Aufgabe A →
Welche Folge hatte das Dorschwunder laut dem Text über das Dorschwunder für die Fischerei-Industrie?
Aufgabe B →
Gib aus dem Text über das Dorschwunder den Abschnitt von „Immer wieder prangern“ bis „nicht nachvollziehbar ist.“ wörtlich wieder.
Aufgabe C →
Führe den Text über das Dorschwunder nach seinem letzten Satz weiter.

==== Text

Immer wieder prangern wir in den Urheimischen Notizen und an anderer Stelle die Lobbykratie an. Auch im Nahrungsmittelbereich setzen unsere Politiker auf wirtschaftlich geleitetes Handeln, das mit gesundem Menschenverstand nicht nachvollziehbar ist.
Abwrackprämie für Fische
Den Widersinn ihres Handelns veranschaulicht das Beispiel des „Dorschwunders“ in der Ostsee. Damit bezeichnen Fischerei-Experten die unerwartete Erholung einiger der dortigen Dorschbestände. Dies geschah hauptsächlich, weil die lange Zeit massiv betriebene polnische illegale, unregulierte und unangemeldete Fischerei (IUU-Fischerei) zurückgegangen ist. Und weil, durch spezielles Wetter bedingt, seit langem mal wieder frisches Nordseewasser in das Ostsee-Brackwasser geströmt ist. Pech allerdings für die Fischerei-Industrie: Das Dorschwunder führte bald zu einem Preisverfall bei dem Edelfisch. Daraufhin startete die Europäische Union auf Initiative von Industrielobbyisten, so der Fischereiforscher Dr. Christopher Zimmermann vom Rostocker Thünen-Institut für Ostseefischerei, Stützungskäufe für Dorsch. Nicht, um damit die weitere Überfischung zu verhindern, sondern um die gefangenen Fische – was für eine perfide Idee! – zur Preis-Stabilisierung zu vernichten. Diese Abwrackprämie für lebende Fische nutzt der Fischerei- Industrie also doppelt: Aktuell durch die Stützungskäufe, längerfristig, indem sie hohe Preise infolge einer erneuten Verknappung der Fangmenge erzeugt – quasi staatlich geförderte Überfischung. Dies erinnert fatal an die Butterberge, Milchseen und Fleischberge in den 70er Jahren.
Die Ausmaße des Irrsinns
Unter extremem Energieverbrauch werden zunächst hochwertvolle Lebensmittel aufwendig produziert und dann gewissenlos vernichtet. Paradox vor allem angesichts neuer gesetzlicher Regelungen, in denen die Regierung uns zum Kauf von Energiesparbirnen zwingt. Daß gutes Getreide durch massive Subventionen als Biotreibstoff zum Autofahren mißbraucht wird, ist ein weiteres Beispiel von Politiker- Entscheidungen in „unserem Interesse“.

========
==== Rohdaten

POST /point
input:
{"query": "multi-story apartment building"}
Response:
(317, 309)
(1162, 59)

========
==== Rohdaten

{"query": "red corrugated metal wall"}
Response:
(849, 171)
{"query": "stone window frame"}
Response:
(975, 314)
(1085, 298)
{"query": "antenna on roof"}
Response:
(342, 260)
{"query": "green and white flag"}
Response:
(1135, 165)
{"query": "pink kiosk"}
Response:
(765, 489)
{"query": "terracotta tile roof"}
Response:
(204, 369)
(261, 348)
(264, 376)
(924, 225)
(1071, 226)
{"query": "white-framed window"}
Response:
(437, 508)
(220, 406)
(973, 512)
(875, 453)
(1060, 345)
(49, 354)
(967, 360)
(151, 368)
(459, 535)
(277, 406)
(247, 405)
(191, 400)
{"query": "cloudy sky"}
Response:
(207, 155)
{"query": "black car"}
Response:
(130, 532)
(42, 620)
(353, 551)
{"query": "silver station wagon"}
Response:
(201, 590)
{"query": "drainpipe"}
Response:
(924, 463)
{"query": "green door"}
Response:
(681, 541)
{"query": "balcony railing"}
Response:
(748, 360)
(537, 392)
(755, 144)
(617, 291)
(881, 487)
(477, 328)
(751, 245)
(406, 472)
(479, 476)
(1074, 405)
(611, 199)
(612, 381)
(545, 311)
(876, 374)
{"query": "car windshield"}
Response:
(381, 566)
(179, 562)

========
==== Rohdaten

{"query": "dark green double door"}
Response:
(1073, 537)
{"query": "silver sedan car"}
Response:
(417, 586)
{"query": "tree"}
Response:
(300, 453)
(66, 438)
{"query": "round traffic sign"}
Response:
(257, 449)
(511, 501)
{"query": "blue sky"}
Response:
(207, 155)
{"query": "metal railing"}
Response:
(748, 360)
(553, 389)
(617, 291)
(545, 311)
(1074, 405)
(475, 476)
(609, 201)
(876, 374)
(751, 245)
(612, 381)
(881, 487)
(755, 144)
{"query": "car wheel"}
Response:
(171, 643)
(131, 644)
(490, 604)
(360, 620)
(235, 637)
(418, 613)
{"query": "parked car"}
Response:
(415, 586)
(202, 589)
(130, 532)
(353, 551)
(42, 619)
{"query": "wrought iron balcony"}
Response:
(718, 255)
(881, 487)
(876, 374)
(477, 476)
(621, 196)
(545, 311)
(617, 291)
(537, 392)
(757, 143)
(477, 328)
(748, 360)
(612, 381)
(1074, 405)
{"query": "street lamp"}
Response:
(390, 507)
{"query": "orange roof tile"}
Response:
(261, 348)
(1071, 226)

========

Antwortfeld A →
Das Dorschwunder führte bald zu einem Preisverfall bei dem Edelfisch.

Antwortfeld B →
Immer wieder prangern wir in den Urheimischen Notizen und an anderer Stelle die Lobbykratie an. Auch im Nahrungsmittelbereich setzen unsere Politiker auf wirtschaftlich geleitetes Handeln, das mit gesundem Menschenverstand nicht nachvollziehbar ist.

Antwortfeld C →
Schließlich ist auch der
tierverachtende Umgang mit fleischliefernden Tieren nicht nur im Kontext der vorsätzlichen Überproduktion und Lebensmittelverschwendung absolut inakzeptabel (das Fleisch von fast jedem zehnten „Nutztier“ landet im Müll!). Um zu dieser Einsicht zu kommen, braucht man nicht den Grundgesetz-Paragraphen 20a, der Tierschutz seit 2002 zum Staatsziel erklärt. Und zehn Jahre später sind wir offenbar weiter denn je von einer artgerechten Tierhaltung entfernt. Unwahrscheinlich ist allerdings, daß den Politikern, in Erkenntnis der von ihnen geschaffenen Mißstände, der Appetit auf ihre Weihnachtsgans vergeht.
Weihnachtlicher Appetit
Wir Deutschen essen gerne und viel Fleisch – hochgerechnet verzehrt jeder von uns in seinem Leben mehr als 1.000 Tiere. In den mehr als 5 Kilogramm Fleisch, die allein während der Weihnachtszeit pro Person konsumiert werden, sind mindestens 1,5 Kilogramm Geflügel enthalten – meistens von einer der 6–10 Millionen extra zu diesem heiligen Anlaß geschlachteten Weihnachtsgänse. Bedenkt man, daß Fleischverzicht Leben verlängert – das von den Tieren und unser eigenes ( : +9,5 Jahre, : +6,1 Jahre) – wäre es sicher eine christliche Tat und ein Dankeschön an die Schöpfung, zu Weihnachten auf die Gans des heiligen Martin von Tours zu verzichten. Wir haben also vollstes Verständnis für jeden, der den Umstieg auf eine vollständig vegetarische Ernährung zu seinem persönlichen Neujahrsvorsatz erklärt. Wäre nicht auch die Kirche ein geeigneter Ort, um über den Tierschutz zu sinnieren? Wir sind gespannt auf die feierlichen Weihnachtsmessen und die weihnachtlich gefüllten Festtafeln in unserem Land!